→ Exercise instructions
Would it be possible to quote, exactly and in full, the lines from the one with "Wildlife camera triggered. An" through the end of the entries below?

◇ ◇ ◇ ◇ ◇

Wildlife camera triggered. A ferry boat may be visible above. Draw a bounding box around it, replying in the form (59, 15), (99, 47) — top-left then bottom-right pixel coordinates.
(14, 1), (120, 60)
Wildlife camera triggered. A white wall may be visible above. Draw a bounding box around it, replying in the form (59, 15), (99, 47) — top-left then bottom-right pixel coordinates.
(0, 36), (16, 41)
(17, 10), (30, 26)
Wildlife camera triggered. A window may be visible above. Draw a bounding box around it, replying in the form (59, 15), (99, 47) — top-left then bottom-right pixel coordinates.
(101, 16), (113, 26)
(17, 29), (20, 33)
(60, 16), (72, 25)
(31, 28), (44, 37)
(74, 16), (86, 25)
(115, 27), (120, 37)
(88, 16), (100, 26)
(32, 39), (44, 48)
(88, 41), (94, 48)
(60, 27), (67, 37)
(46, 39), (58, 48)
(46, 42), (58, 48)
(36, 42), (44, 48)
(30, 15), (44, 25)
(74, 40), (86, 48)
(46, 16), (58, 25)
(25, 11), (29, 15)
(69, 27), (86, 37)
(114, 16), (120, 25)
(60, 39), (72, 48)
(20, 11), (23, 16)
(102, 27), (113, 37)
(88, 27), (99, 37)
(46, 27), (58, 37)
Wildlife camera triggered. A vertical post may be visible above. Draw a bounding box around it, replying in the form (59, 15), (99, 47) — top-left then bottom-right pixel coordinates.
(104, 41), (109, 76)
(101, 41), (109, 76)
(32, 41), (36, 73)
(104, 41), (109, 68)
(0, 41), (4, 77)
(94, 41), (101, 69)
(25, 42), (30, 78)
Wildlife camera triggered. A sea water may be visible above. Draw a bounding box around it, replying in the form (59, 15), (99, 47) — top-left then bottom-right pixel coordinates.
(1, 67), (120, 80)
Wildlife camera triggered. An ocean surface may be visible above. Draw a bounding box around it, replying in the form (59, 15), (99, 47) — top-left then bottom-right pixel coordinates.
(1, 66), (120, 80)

◇ ◇ ◇ ◇ ◇

→ Exercise response
Wildlife camera triggered. An ocean surface may be visible above. Draw a bounding box around it, replying in the form (59, 15), (99, 47) — top-left then bottom-right pixel coordinates.
(1, 66), (120, 80)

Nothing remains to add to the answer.